### Aim of the task
Edit the material below by replacing each "photo" with "image" and leaving every other part unchanged.

### Provided material
________

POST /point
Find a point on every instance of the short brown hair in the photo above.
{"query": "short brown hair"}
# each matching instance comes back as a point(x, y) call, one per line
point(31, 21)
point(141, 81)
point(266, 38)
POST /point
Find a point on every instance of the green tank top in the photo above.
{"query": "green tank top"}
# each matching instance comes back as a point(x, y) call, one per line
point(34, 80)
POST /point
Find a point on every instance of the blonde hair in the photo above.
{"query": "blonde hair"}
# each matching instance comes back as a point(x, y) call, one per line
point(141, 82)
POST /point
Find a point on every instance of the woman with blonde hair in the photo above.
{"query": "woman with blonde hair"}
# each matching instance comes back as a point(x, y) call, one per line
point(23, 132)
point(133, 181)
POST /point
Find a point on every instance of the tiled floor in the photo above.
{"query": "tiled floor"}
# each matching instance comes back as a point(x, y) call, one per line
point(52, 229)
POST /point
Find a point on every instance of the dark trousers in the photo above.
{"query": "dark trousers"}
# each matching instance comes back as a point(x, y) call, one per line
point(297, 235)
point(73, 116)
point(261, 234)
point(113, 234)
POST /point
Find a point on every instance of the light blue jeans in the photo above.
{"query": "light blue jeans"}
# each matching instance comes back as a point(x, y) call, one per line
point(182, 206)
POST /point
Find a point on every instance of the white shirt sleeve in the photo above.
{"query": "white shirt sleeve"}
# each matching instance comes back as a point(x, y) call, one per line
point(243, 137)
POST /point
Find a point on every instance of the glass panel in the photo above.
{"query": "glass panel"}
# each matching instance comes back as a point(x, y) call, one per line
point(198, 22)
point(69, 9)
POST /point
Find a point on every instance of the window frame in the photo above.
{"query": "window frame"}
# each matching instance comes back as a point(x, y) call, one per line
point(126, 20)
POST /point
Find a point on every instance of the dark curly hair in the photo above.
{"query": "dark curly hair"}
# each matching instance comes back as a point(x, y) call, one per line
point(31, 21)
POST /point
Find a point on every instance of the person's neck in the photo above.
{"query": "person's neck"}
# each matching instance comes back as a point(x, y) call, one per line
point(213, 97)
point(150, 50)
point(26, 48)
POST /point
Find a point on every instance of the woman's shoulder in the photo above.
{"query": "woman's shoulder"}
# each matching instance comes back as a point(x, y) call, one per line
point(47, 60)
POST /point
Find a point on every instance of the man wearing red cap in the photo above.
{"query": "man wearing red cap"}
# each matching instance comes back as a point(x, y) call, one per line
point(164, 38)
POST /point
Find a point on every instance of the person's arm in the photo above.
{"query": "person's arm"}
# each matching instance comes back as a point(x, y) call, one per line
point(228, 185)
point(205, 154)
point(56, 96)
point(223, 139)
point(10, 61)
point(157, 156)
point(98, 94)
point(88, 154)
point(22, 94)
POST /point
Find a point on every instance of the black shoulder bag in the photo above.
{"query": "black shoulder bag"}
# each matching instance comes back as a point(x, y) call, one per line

________

### Solved problem
POST /point
Find a point on every instance of the short brown hair in the image above.
{"query": "short brown hair"}
# each matching instance comes back as a point(x, y) call, one per line
point(31, 21)
point(141, 81)
point(266, 38)
POST /point
Find a point on every instance of the green tank top in the image above.
{"query": "green tank top"}
# each matching instance comes back as a point(x, y) call, one per line
point(34, 80)
POST /point
Find a point on every instance of the blonde hair in the image above.
{"query": "blonde hair"}
# each matching instance comes back as a point(x, y) call, one per line
point(141, 82)
POST /point
Find a point on every instance of the woman with blonde hair in the image above.
{"query": "woman with blonde hair"}
# each matching instance comes back as a point(x, y) call, one per line
point(23, 132)
point(133, 181)
POST /point
Find a point on every instance of the tiled floor in the image above.
{"query": "tiled floor"}
# each matching instance comes back as a point(x, y) call, one per line
point(52, 229)
POST /point
Find a point on every instance of the dark trousers in the image above.
{"query": "dark trousers"}
# each matching instance comes back as a point(x, y) call, one per line
point(297, 235)
point(73, 116)
point(261, 234)
point(113, 234)
POST /point
Find a point on every instance of the light blue jeans in the image above.
{"query": "light blue jeans"}
# each matching instance comes back as a point(x, y) call, one per line
point(182, 206)
POST /point
Find a point on every instance of the white shirt sleeve in the image above.
{"query": "white shirt sleeve"}
# each matching instance comes back as a point(x, y) call, one per line
point(243, 137)
POST /point
Find a point on every instance of the glass panel in the image above.
{"query": "glass panel"}
# each matching instance comes back as a point(x, y) call, one per line
point(198, 22)
point(69, 9)
POST /point
Find a point on every instance of the window frame in the image above.
{"query": "window frame"}
# each matching instance comes back as a point(x, y) call, one per line
point(126, 20)
POST /point
Find a point on every instance of the dark curly hair in the image above.
{"query": "dark curly hair"}
# each matching instance comes back as a point(x, y) call, one per line
point(31, 21)
POST /point
Find a point on every instance of the person's neck in the image above.
{"query": "person's neck"}
# each matching instance comes back as a point(x, y) call, one per line
point(213, 97)
point(150, 50)
point(26, 48)
POST /point
Find a point on every instance of the woman's shoulder in the image above.
{"query": "woman's shoulder"}
# each matching instance comes back as a point(x, y) call, one per line
point(47, 60)
POST /point
Find a point on every instance of the man wearing red cap in the image above.
{"query": "man wearing red cap"}
# each matching instance comes back as a point(x, y) call, one per line
point(164, 38)
POST /point
Find a point on every instance of the person's arm in the image above.
{"query": "person's arm"}
# each matching instance comes back as a point(x, y) call, one per line
point(228, 185)
point(205, 154)
point(56, 96)
point(223, 139)
point(10, 61)
point(157, 156)
point(98, 94)
point(88, 154)
point(22, 94)
POST /point
Find a point on every instance of the black shoulder bag in the image above.
{"query": "black shoulder bag"}
# each matching instance comes back as a point(x, y) call, one per line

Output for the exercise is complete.